§ **Exercise prompt**
Return every line of the data that contains the string "shirt".

§ **Record extracts**

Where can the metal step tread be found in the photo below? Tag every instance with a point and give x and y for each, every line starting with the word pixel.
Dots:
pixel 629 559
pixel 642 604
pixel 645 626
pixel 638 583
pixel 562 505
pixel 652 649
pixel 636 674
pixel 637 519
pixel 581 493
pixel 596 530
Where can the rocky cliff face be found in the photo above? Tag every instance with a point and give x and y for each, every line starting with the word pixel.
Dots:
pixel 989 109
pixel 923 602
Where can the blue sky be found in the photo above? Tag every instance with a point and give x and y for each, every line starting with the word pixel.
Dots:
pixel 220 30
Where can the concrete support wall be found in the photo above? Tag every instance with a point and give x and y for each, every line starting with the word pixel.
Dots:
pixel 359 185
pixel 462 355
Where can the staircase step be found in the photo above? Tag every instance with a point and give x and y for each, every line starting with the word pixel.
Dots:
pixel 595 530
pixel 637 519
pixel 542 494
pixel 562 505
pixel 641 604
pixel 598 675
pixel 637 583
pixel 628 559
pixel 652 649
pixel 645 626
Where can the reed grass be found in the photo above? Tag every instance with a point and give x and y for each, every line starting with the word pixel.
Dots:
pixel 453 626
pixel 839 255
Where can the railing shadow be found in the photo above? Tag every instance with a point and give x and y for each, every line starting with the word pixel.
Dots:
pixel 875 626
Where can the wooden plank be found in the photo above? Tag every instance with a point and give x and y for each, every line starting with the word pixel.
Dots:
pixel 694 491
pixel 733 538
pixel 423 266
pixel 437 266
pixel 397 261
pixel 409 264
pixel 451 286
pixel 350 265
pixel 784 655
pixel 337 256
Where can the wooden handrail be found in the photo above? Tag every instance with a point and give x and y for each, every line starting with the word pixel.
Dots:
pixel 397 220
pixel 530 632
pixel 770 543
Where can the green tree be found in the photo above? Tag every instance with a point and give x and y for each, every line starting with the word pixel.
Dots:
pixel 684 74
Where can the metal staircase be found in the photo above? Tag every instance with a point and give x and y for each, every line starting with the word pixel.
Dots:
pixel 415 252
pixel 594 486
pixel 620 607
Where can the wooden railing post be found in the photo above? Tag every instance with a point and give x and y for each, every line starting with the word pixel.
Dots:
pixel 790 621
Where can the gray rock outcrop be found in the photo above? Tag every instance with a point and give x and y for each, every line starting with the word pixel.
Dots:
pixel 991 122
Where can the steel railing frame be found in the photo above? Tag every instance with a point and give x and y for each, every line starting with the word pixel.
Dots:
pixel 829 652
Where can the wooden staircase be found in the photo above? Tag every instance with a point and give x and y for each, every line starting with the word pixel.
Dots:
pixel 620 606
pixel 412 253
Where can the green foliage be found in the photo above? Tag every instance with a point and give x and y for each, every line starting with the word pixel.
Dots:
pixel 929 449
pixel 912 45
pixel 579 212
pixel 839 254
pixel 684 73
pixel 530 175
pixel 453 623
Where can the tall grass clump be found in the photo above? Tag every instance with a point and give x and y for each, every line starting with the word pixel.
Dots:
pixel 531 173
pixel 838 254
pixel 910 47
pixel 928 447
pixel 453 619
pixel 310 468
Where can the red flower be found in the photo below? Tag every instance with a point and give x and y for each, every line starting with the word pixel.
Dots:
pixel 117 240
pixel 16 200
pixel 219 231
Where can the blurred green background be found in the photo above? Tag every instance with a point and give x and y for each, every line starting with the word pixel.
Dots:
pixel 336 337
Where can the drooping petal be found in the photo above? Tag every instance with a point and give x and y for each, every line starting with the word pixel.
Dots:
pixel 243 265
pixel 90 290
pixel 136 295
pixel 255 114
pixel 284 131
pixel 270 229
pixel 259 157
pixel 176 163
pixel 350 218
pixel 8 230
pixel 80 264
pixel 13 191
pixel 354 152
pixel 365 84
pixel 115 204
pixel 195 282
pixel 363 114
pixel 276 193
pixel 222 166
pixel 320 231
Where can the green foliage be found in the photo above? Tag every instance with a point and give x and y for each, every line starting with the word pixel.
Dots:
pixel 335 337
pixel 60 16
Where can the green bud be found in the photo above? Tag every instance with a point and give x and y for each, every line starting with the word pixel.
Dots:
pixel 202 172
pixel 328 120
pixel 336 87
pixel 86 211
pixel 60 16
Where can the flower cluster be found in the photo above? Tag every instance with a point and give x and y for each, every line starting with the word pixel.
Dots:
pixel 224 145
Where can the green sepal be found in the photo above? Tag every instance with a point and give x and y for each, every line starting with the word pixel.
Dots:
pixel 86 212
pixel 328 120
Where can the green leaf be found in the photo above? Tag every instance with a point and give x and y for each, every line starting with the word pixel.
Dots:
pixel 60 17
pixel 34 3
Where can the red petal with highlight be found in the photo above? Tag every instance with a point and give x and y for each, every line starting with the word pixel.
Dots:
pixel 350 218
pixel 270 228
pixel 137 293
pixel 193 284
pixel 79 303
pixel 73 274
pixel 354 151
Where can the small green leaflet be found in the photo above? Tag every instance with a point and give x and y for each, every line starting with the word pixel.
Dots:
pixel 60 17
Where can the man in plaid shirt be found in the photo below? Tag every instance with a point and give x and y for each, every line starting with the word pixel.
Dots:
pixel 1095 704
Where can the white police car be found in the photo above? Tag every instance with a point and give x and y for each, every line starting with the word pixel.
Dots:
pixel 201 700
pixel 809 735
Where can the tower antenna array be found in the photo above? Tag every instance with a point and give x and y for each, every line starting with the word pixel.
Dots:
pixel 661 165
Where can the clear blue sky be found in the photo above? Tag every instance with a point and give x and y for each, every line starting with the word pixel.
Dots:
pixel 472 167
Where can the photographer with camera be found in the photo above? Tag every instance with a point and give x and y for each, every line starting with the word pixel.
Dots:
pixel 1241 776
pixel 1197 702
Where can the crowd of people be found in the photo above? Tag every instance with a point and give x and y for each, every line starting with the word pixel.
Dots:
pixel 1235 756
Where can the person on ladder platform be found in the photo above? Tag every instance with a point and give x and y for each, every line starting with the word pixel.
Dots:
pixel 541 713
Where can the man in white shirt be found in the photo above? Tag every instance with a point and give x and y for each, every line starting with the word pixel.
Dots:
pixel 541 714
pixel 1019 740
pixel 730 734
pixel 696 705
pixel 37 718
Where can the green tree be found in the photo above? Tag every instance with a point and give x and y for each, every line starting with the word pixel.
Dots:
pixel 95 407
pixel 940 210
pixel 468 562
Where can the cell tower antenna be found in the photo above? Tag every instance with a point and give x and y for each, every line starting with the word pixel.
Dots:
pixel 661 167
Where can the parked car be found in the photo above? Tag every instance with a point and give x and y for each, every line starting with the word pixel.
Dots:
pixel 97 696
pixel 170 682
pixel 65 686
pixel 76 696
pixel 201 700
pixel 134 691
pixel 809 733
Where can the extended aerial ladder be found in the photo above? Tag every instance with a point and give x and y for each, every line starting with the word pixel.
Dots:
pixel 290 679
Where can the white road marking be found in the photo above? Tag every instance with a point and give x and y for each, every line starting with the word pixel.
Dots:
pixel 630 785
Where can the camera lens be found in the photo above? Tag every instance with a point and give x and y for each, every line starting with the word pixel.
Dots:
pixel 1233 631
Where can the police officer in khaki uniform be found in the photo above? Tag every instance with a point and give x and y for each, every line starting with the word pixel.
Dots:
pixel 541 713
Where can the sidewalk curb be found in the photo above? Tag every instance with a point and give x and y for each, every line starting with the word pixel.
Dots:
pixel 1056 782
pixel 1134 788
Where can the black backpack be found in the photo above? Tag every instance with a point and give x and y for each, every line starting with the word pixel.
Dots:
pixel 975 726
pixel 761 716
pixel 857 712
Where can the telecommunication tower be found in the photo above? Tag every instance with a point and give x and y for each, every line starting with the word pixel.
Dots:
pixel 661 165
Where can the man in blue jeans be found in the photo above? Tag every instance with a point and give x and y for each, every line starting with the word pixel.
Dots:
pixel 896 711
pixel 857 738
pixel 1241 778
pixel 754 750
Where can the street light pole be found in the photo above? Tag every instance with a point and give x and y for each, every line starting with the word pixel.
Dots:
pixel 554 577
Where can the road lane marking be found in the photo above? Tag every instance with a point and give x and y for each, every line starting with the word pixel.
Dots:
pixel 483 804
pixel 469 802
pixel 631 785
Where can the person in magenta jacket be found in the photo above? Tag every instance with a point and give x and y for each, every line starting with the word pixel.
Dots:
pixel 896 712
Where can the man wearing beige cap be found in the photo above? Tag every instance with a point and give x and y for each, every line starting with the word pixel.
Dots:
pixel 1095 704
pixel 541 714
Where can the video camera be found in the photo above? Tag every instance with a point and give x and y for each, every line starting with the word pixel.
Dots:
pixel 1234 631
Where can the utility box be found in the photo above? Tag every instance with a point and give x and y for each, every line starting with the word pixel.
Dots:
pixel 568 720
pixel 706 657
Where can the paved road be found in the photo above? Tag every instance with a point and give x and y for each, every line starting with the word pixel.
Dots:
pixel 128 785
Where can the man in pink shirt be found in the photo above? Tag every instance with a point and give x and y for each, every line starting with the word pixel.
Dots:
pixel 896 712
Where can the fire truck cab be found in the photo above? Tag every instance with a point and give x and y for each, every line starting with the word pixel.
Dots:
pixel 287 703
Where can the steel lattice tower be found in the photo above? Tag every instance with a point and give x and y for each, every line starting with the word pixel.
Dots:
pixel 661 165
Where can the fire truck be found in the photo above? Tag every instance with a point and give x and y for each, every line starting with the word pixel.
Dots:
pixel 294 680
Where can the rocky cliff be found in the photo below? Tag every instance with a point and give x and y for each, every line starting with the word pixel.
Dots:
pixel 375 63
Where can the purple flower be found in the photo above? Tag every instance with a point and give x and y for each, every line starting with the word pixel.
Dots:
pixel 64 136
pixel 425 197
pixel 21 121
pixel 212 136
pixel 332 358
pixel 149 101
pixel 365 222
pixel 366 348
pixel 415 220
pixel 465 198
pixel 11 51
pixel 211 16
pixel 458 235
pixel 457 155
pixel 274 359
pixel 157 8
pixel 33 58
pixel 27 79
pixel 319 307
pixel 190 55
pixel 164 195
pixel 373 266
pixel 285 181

§ **Answer for this exercise**
Where can the man in plaid shirt be found in the photo below? Tag every instance with a point and give x and y for each, every line starting with the word pixel.
Where can the man in white shirt be found in the photo above? Tag every instance with a point and give x and y for each, every line starting with the word pixel.
Where can the man in pink shirt be found in the photo above? Tag every instance with a point and give x and y for each, every line starting with the word pixel.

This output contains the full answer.